** DATA TO EXAMINE follows **

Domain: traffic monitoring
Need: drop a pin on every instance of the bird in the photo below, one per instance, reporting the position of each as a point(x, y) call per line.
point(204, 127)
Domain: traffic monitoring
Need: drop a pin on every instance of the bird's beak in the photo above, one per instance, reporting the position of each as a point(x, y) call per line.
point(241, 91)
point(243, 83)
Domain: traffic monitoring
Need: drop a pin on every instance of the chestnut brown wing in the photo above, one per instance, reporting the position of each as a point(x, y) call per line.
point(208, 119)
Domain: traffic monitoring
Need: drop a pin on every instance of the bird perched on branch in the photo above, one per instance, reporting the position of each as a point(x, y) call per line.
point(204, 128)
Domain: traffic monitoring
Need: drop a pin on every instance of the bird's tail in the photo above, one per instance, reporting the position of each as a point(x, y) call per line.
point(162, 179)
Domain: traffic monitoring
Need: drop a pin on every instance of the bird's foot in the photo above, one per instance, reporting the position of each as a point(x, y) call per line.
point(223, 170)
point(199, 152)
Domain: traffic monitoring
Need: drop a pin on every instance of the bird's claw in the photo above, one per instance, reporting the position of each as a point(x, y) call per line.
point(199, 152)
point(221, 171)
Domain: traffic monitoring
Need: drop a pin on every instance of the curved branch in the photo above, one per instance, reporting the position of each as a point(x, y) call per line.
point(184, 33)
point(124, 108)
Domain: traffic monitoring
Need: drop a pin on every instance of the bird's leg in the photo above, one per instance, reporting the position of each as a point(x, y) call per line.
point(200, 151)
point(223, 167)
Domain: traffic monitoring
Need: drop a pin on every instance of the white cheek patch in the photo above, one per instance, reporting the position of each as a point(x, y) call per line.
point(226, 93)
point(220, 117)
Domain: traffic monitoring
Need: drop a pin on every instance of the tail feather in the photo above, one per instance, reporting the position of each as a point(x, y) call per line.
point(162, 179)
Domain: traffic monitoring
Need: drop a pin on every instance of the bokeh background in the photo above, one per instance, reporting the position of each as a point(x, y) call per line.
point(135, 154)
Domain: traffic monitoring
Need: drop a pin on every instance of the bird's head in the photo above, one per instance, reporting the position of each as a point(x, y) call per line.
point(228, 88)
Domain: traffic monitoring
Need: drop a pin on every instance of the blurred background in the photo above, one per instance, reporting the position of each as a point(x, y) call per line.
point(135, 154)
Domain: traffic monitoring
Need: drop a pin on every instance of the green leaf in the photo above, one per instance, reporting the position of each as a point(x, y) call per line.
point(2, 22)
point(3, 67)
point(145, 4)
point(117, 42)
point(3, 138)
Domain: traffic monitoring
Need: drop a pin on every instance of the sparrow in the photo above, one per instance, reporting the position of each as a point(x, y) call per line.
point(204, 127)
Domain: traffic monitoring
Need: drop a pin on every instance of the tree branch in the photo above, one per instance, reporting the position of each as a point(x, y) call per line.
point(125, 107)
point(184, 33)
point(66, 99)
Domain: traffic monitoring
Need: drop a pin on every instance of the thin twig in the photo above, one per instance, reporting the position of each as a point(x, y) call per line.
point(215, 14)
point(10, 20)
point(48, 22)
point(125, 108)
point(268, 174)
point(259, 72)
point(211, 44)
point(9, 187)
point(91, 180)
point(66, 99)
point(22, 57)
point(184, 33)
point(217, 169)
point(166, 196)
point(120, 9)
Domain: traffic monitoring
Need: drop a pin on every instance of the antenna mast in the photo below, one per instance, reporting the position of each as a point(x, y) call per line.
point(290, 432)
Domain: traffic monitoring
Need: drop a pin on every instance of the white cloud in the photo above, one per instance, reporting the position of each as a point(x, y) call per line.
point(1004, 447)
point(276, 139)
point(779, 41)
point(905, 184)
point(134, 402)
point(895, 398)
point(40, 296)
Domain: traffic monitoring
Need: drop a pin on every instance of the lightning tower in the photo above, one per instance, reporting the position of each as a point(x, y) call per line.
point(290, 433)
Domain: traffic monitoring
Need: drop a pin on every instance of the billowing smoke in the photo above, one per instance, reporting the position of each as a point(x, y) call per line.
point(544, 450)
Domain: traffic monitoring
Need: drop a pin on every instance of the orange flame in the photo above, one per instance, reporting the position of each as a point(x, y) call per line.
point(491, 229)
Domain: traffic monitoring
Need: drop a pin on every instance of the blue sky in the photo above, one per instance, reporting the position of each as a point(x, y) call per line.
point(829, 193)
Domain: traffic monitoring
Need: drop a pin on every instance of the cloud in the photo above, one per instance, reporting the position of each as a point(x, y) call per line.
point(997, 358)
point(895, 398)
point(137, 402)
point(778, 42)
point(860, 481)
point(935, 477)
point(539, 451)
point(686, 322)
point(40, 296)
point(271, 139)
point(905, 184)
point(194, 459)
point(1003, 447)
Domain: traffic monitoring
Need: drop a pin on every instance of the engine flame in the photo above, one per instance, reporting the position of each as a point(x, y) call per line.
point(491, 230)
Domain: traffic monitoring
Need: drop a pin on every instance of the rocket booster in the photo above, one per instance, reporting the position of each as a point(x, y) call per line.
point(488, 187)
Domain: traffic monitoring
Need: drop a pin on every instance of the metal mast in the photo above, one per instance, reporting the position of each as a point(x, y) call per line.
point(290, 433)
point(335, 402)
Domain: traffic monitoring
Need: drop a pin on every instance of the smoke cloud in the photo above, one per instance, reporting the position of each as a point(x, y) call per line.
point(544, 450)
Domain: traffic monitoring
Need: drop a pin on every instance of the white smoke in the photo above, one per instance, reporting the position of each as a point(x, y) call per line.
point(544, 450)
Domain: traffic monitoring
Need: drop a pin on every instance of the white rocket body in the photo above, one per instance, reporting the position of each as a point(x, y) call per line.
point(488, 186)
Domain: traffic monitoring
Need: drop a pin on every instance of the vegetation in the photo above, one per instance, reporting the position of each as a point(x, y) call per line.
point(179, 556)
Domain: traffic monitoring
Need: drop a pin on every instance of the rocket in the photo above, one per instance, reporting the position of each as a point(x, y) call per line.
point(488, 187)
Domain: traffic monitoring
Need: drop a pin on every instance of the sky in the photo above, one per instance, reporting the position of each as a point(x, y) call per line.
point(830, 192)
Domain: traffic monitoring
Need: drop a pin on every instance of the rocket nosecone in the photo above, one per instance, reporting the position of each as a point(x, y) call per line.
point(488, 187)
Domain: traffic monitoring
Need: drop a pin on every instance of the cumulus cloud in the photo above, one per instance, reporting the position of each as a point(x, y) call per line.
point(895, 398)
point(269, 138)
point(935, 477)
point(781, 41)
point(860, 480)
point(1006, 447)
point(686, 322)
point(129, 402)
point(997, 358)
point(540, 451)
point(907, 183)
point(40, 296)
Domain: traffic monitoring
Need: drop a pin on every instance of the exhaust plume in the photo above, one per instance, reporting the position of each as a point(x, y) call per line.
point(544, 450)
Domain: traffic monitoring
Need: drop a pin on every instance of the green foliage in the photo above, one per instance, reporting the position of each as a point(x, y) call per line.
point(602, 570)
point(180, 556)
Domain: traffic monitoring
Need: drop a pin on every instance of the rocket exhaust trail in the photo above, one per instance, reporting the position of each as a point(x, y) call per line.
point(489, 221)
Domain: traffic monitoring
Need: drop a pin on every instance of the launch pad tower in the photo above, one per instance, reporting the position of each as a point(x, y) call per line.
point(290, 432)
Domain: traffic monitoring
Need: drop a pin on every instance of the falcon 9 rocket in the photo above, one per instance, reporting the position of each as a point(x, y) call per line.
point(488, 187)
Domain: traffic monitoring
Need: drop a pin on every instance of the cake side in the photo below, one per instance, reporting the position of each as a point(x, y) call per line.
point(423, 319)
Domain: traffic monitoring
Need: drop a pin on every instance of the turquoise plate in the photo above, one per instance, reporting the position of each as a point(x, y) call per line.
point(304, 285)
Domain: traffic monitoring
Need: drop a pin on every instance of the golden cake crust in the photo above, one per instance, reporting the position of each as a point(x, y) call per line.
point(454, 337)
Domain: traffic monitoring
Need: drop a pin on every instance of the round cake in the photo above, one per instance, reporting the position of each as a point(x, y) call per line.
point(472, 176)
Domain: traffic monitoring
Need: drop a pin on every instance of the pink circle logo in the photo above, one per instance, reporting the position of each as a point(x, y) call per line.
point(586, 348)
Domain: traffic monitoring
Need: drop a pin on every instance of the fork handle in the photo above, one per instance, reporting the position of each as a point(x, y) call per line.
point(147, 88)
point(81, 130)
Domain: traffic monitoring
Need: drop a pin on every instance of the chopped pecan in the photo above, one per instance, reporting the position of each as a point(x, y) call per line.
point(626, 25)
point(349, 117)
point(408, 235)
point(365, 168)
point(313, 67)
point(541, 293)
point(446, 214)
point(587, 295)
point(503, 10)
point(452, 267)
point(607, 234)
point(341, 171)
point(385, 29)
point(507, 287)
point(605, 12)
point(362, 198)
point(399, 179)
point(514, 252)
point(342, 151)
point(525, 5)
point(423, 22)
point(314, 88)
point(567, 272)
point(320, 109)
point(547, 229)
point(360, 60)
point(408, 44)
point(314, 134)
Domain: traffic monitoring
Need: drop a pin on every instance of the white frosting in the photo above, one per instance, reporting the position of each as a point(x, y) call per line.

** End of DATA TO EXAMINE **

TASK
Set down, word for word, every line from the line that holds "Need: drop a pin on every instance of the chopped" to the end of the entries above, including both ends.

SOLUTION TO THIS TASK
Need: drop a pin on every instance of the chopped pecan in the photo above, one per instance, reporting the position of each as a point(x, y) call per line.
point(626, 25)
point(349, 117)
point(408, 235)
point(365, 168)
point(313, 67)
point(541, 293)
point(446, 214)
point(587, 295)
point(503, 10)
point(452, 267)
point(607, 234)
point(341, 171)
point(385, 29)
point(507, 287)
point(605, 12)
point(362, 198)
point(399, 179)
point(514, 252)
point(342, 151)
point(525, 5)
point(423, 22)
point(314, 88)
point(567, 272)
point(320, 109)
point(547, 229)
point(360, 60)
point(408, 44)
point(314, 134)
Domain: traffic monitoring
Need: drop a pin on every instance of the white frosting in the photo above, one per instance, reporting the position of each as a point(x, y) call per line.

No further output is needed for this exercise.